### Activity:
Reproduce the entries beneath exactly, without their images.

### Dataset items:
§
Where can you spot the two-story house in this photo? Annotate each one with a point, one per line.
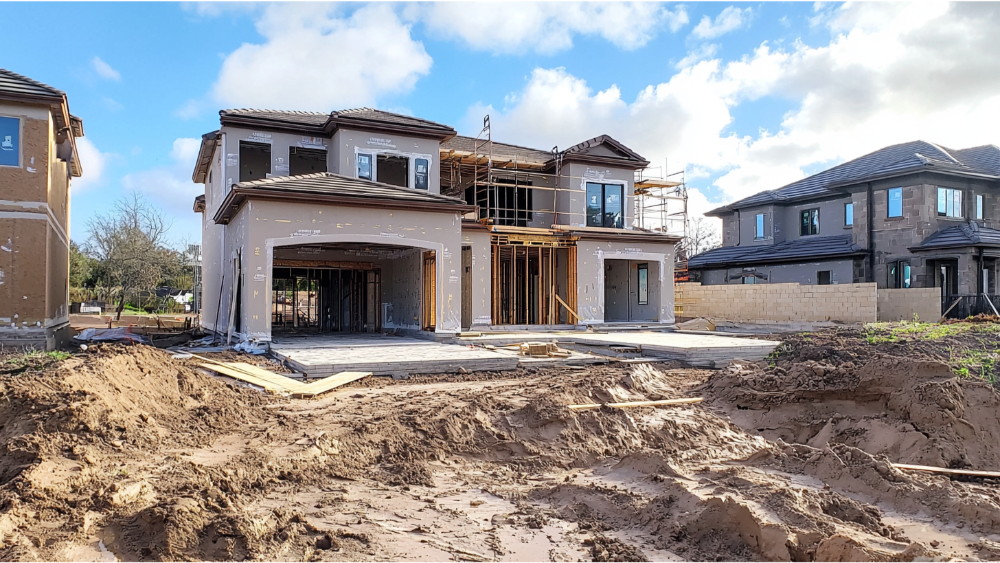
(909, 215)
(38, 157)
(363, 220)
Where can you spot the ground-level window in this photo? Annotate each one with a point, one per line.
(949, 202)
(810, 222)
(605, 205)
(894, 197)
(900, 274)
(643, 284)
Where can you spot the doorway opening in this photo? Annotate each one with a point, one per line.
(631, 291)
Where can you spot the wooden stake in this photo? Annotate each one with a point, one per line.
(664, 403)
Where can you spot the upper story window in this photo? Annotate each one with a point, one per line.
(605, 205)
(810, 222)
(393, 168)
(255, 161)
(10, 141)
(894, 197)
(949, 202)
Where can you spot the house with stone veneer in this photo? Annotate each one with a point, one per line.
(362, 221)
(912, 215)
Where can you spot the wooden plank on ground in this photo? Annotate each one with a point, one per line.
(664, 403)
(944, 471)
(329, 383)
(243, 376)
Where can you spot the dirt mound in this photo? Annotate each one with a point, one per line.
(913, 411)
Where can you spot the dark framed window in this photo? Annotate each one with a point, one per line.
(643, 290)
(894, 198)
(949, 202)
(605, 205)
(900, 274)
(364, 166)
(421, 172)
(809, 223)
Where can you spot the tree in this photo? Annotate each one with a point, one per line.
(702, 236)
(82, 267)
(130, 245)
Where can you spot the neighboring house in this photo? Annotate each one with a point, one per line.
(38, 157)
(909, 215)
(363, 220)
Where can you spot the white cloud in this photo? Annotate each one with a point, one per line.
(93, 162)
(546, 27)
(104, 70)
(170, 186)
(317, 57)
(729, 19)
(889, 74)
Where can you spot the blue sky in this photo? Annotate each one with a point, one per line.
(743, 96)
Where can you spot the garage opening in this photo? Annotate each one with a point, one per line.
(255, 161)
(631, 291)
(346, 287)
(306, 161)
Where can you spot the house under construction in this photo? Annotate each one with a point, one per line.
(365, 221)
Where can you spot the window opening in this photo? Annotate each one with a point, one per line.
(364, 166)
(643, 290)
(949, 202)
(894, 198)
(306, 161)
(605, 205)
(255, 161)
(810, 222)
(421, 171)
(393, 170)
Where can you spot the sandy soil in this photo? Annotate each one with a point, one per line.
(124, 453)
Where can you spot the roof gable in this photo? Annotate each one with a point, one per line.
(888, 161)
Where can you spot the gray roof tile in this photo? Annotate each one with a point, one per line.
§
### Task answer:
Where can you spot the two-story house in this photo? Annotate each one with a point, one per line.
(909, 215)
(38, 157)
(363, 220)
Where can you spot the ground-level window in this photo? Annotate each one with a point, one per line.
(949, 202)
(810, 222)
(605, 205)
(894, 197)
(900, 274)
(643, 284)
Where can you spot the doorway opening in this photo? Annotate each one with a point, one per line.
(631, 291)
Where can you spot the wooden stake in this photo? Annotate each one with a point, one per line.
(664, 403)
Where can you spot the upper story window in this photo? Annotate each one with a point, one per line.
(605, 205)
(810, 222)
(393, 168)
(255, 161)
(10, 141)
(894, 197)
(949, 202)
Where can you spot the house with stone veneer in this photo? Annotate each one with a point, one per line.
(362, 221)
(912, 215)
Where can you spot the wooden plank on ground in this photo? Annotate each one with a point, one per line.
(664, 403)
(944, 471)
(329, 383)
(243, 376)
Where can you spot the dirt mound in this photo? Annotate each one with a point, one per line.
(913, 411)
Where can you spot the dark framed window in this photo? Annotate each one with a point, one per line.
(643, 290)
(894, 198)
(949, 202)
(605, 205)
(900, 274)
(364, 166)
(421, 172)
(809, 223)
Where can you spot the tree in this photo? Annotate each one with a point, one per line.
(702, 236)
(82, 267)
(130, 245)
Where can you spot the neighboring house in this photo? Annotate each one with a point, one per line.
(38, 157)
(909, 215)
(363, 220)
Where can you spot the white cloud in this photo? Annotate each one with a point, one per line.
(93, 162)
(546, 27)
(104, 70)
(170, 186)
(317, 57)
(729, 19)
(889, 74)
Where can you spot the blue sky in this photo? Annotate each one with a point, one per line.
(743, 96)
Where can you spot the garage opening in this photo? Annotate each one with a point, one per line.
(255, 161)
(631, 291)
(346, 287)
(306, 161)
Where can you spot the house under construction in this photo? Annotate each one with a point, one per line.
(365, 221)
Where can you spot the window opening in this photo? Annotate each one with a point, one per line.
(364, 166)
(643, 290)
(949, 202)
(894, 198)
(306, 161)
(605, 205)
(255, 161)
(810, 222)
(421, 171)
(393, 170)
Where can you spot the sandy soil in this photo? Annotate each one with a point, one per line.
(124, 453)
Where can you spot the roof gable in this photo? Annotate each one with a point, one per line.
(888, 161)
Where can you spot the gray roof tile in this photo? Annotate each one with a point, one per line.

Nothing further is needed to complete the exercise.